◆ **GOAL**: Each line below is to be written out in full, exactly as shown.

◆ **Position annotation records**:
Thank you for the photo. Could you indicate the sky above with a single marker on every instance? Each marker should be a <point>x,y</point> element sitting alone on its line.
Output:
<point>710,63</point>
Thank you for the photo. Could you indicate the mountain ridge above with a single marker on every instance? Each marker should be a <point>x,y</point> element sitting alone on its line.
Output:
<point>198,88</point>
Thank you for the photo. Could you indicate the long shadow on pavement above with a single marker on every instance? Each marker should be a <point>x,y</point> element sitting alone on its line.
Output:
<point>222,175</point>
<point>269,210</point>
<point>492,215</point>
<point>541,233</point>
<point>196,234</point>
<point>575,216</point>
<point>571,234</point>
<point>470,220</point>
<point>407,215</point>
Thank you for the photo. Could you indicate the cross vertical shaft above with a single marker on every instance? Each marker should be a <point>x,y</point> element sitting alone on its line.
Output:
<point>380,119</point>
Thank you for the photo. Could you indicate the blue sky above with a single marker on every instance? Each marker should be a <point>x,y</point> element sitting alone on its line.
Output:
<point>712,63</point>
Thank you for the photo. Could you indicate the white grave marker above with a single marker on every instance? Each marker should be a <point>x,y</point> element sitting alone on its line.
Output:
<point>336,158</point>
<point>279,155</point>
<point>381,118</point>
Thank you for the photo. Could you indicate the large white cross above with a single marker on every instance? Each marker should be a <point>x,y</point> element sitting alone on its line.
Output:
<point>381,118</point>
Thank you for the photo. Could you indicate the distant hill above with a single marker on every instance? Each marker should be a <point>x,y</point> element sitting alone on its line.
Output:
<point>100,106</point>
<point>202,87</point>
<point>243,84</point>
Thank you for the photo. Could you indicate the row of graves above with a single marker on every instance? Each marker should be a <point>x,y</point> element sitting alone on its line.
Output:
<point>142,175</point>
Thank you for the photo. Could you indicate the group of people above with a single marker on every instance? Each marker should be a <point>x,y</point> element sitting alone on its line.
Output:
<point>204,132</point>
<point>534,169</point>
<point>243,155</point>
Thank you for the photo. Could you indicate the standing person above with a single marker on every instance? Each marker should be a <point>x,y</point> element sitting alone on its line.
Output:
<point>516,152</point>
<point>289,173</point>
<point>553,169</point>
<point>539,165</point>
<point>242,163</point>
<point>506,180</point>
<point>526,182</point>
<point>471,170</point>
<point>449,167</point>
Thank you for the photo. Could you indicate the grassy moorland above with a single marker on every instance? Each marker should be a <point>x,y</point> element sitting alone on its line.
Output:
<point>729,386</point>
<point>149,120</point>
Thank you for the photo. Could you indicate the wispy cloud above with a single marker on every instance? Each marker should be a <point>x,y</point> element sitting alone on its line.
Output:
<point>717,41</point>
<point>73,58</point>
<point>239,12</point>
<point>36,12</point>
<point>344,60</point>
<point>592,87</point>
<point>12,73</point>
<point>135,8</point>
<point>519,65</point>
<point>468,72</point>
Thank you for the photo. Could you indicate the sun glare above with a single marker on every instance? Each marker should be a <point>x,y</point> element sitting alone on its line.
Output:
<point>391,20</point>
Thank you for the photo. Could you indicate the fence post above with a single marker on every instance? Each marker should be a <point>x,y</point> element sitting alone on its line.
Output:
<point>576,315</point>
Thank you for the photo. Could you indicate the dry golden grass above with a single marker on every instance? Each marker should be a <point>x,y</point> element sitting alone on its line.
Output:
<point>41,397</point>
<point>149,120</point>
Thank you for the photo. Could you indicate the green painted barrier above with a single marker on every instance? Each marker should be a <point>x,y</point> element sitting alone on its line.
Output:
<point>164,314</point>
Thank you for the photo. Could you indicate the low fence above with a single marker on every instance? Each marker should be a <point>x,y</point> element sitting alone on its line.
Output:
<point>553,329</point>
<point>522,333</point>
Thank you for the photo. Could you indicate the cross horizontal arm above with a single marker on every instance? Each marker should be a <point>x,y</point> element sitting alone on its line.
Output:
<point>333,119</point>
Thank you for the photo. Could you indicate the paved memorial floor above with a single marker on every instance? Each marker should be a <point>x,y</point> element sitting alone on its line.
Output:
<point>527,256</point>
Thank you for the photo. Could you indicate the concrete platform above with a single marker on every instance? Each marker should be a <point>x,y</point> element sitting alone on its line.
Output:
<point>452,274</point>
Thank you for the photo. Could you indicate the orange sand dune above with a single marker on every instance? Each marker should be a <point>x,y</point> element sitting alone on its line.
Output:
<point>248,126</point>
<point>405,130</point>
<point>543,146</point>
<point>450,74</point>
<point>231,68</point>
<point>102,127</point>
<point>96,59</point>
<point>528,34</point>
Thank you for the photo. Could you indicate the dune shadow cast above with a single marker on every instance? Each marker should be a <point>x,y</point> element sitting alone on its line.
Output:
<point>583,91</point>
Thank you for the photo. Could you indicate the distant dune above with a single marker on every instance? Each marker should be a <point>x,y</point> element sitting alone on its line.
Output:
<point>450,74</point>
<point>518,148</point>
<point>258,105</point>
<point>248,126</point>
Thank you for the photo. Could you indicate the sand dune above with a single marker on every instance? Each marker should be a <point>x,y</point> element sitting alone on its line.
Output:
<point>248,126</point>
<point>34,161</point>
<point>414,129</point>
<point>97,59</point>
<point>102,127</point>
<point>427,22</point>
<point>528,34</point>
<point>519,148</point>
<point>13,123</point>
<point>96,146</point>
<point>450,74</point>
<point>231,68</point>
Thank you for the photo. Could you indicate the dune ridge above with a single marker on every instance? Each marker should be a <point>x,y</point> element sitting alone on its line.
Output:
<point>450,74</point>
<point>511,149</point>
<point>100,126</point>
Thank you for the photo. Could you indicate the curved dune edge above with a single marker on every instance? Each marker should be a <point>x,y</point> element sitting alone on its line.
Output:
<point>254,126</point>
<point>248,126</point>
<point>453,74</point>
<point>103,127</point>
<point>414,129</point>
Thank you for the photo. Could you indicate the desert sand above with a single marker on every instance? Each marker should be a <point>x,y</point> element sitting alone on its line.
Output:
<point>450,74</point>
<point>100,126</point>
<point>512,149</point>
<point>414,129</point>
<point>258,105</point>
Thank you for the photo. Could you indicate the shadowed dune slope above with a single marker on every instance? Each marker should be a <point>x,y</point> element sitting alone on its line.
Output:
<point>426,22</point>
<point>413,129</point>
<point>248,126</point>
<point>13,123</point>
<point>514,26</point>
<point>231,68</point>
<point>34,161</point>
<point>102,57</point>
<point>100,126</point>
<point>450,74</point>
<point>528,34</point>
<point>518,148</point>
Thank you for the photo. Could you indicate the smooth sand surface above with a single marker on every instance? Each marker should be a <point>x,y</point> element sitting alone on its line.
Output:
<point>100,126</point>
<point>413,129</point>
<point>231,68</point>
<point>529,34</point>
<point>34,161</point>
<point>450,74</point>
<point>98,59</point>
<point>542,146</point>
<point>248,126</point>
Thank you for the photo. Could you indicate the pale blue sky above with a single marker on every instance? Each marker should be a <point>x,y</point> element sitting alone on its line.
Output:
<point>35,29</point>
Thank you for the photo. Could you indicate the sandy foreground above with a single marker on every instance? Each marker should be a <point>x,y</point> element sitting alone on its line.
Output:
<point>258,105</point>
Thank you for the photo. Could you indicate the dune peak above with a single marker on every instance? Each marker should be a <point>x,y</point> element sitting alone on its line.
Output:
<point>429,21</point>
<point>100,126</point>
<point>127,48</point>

◆ **RESULT FOR THIS TASK**:
Thank you for the photo. Could you indicate the sky above with a single marker on every instance? Each marker should be a <point>x,y</point> element sitting alone on its line.
Output:
<point>710,63</point>
Thank you for the photo. Could you indicate the mountain ridge above with a single marker on every instance? Each marker should be a <point>x,y</point> element sitting alone on its line.
Output:
<point>198,88</point>
Thank you for the photo. Could you indicate the long shadow on pavement above with a single marker on every instance? Each marker should be a <point>x,y</point> element sitting alone on its line.
Output:
<point>222,175</point>
<point>269,210</point>
<point>492,215</point>
<point>541,233</point>
<point>196,234</point>
<point>575,216</point>
<point>571,234</point>
<point>470,220</point>
<point>407,215</point>
Thank you for the photo. Could you indicate the cross vertical shaft above with a single marker on every instance? Each marker should be a <point>x,y</point> element sitting alone on its line.
Output:
<point>380,119</point>
Thank you for the photo. Could you indicate the blue sky above with a single marker on every instance? Each marker should be a <point>x,y</point> element sitting alone on its line.
Output:
<point>712,63</point>
Thank you for the photo. Could you indicate the white grave marker above with a single marker on every instance? Each marker should be a <point>x,y</point> element sitting alone on its line.
Output:
<point>336,158</point>
<point>279,155</point>
<point>381,118</point>
Thank you for the photo. Could you indicate the large white cross above with a single marker on every instance? Each marker should be a <point>x,y</point> element sitting alone on its line.
Output:
<point>381,118</point>
Thank you for the photo. Could you indicate the distant hill above with a single marker on every instance? Each marker should be a <point>x,y</point> element sitting alone on its line.
Output:
<point>100,106</point>
<point>202,87</point>
<point>243,84</point>
Thank you for the photo. Could you indicate the row of graves above with a single marker on every instance? Each marker should be a <point>x,y</point> element sitting alone on its line.
Output:
<point>142,175</point>
Thank you for the photo. Could you indicate the group of people above with a single marker on every instance? Each marker should be a <point>x,y</point> element sitting alone on its line.
Output:
<point>204,132</point>
<point>534,169</point>
<point>243,155</point>
Thank you for the photo. Could you indicate the standing person above with a single marker on every instance? Each marker should be a <point>x,y</point> element sitting alone on its line.
Output:
<point>516,152</point>
<point>289,173</point>
<point>553,169</point>
<point>539,165</point>
<point>242,163</point>
<point>506,180</point>
<point>526,182</point>
<point>471,170</point>
<point>449,167</point>
Thank you for the photo. Could you indicate the grassy moorland above with a single marker on every instance? Each marker should be a <point>x,y</point> element sitting alone on its line.
Output:
<point>729,386</point>
<point>149,120</point>
Thank you for the photo. Could you indicate the wispy cloud above with a single marker on every instance? Each marker should be a <point>x,y</point> element sitting alone on its line.
Output:
<point>717,41</point>
<point>73,58</point>
<point>239,12</point>
<point>36,12</point>
<point>344,60</point>
<point>592,87</point>
<point>12,73</point>
<point>135,8</point>
<point>519,65</point>
<point>468,72</point>
Thank you for the photo. Could you indicate the sun glare above with a single marker on every instance? Each marker should be a <point>x,y</point> element sitting alone on its line.
Output:
<point>391,20</point>
Thank you for the photo. Could you indicate the fence post above with a single marker on every instance? Each marker should be a <point>x,y</point> element sitting alone on its line.
Output:
<point>576,315</point>
Thank you for the photo. Could you indicate the dry golden grass above with a single marker on every instance? Each marker should be a <point>x,y</point> element sitting alone on its line.
Output:
<point>41,397</point>
<point>149,120</point>
Thank you for the photo. Could you indicate the green painted barrier above with a single marker on every instance? Each marker should be a <point>x,y</point> element sitting alone on its line.
Output:
<point>164,314</point>
Thank you for the photo. Could you indicate the low fence above with a single marker on every instance? Each marker should be a <point>x,y</point> element sitting alone on its line.
Output:
<point>553,329</point>
<point>522,333</point>
Thank you for the photo. Could you indicate the cross horizontal arm above with a single marker on every instance? Each marker should be a <point>x,y</point> element sitting alone on its line.
Output:
<point>333,119</point>
Thank you for the photo. Could you indicate the paved memorial floor above with a single marker on every instance? Each marker should be a <point>x,y</point> element sitting alone on its line.
Output:
<point>527,256</point>
Thank you for the photo. Could you indicate the concrete platform above with a single marker on every instance? Each marker should be a <point>x,y</point> element sitting alone on its line.
Output:
<point>452,274</point>
Thank you for the photo. Could you indicate the orange sand dune above with a single marker on every instance? Each marker should be a <point>x,y</point> element sitting alone on its line.
Output:
<point>248,126</point>
<point>405,130</point>
<point>543,146</point>
<point>450,74</point>
<point>231,68</point>
<point>102,127</point>
<point>96,59</point>
<point>528,34</point>
Thank you for the photo. Could you indicate the dune shadow cast above with a single marker on every instance? Each marker should be a <point>x,y</point> element sitting alone on its line.
Output:
<point>583,91</point>
Thank you for the photo. Could you indicate the distant dune above with a single marker on every instance? Each marker should be a <point>x,y</point> element sitting alone on its line.
Output:
<point>450,74</point>
<point>518,148</point>
<point>258,105</point>
<point>248,126</point>
Thank you for the photo. Could you indicate the sand dune above with a single marker on every instance? Each marker should be a <point>x,y</point> element sitting alone on its line.
Output:
<point>248,126</point>
<point>34,161</point>
<point>414,129</point>
<point>97,59</point>
<point>102,127</point>
<point>427,22</point>
<point>528,34</point>
<point>519,148</point>
<point>13,123</point>
<point>96,146</point>
<point>450,74</point>
<point>231,68</point>
Thank you for the photo. Could you indicate the dune ridge above with a single marker on every instance? Each marker should be a <point>x,y</point> element sitting alone on its line.
Output:
<point>450,74</point>
<point>511,149</point>
<point>100,126</point>
Thank you for the photo. Could you indicate the curved dune edge above with a single marker on every instance? Each marker should be a <point>x,y</point> element sitting alone on its line.
Output:
<point>254,126</point>
<point>248,126</point>
<point>453,74</point>
<point>103,127</point>
<point>414,129</point>
Thank you for the photo. Could you indicate the desert sand above with a single marker on every instance? Each marker should be a <point>x,y</point> element sitting alone on its line.
Output:
<point>450,74</point>
<point>100,126</point>
<point>512,149</point>
<point>414,129</point>
<point>258,105</point>
Thank you for the photo. Could you indicate the shadowed dune slope above with a single marker on every instance? Each marker should be a <point>x,y</point> element sitting alone on its line.
Output:
<point>426,22</point>
<point>413,129</point>
<point>248,126</point>
<point>13,123</point>
<point>514,26</point>
<point>231,68</point>
<point>34,161</point>
<point>102,57</point>
<point>100,126</point>
<point>450,74</point>
<point>528,34</point>
<point>518,148</point>
Thank you for the photo. Could you indicate the smooth sand surface above with a single marker on every instance? Each marker should be a <point>x,y</point> element sitting alone on its line.
Output:
<point>100,126</point>
<point>413,129</point>
<point>231,68</point>
<point>529,34</point>
<point>34,161</point>
<point>450,74</point>
<point>98,59</point>
<point>542,146</point>
<point>248,126</point>
Thank you for the photo. Could you indicate the pale blue sky above with a single marker on every instance? Each marker should be a <point>x,y</point> element sitting alone on its line.
Output:
<point>35,29</point>
Thank you for the photo. Could you indicate the sandy foreground above with a single marker on every instance? Each marker should be a <point>x,y</point> element sitting alone on its line.
Output:
<point>258,105</point>
Thank you for the photo. Could you indicate the dune peak above with a single marker on every instance? Each marker should be a <point>x,y</point> element sitting alone on its line.
Output:
<point>429,21</point>
<point>100,126</point>
<point>127,48</point>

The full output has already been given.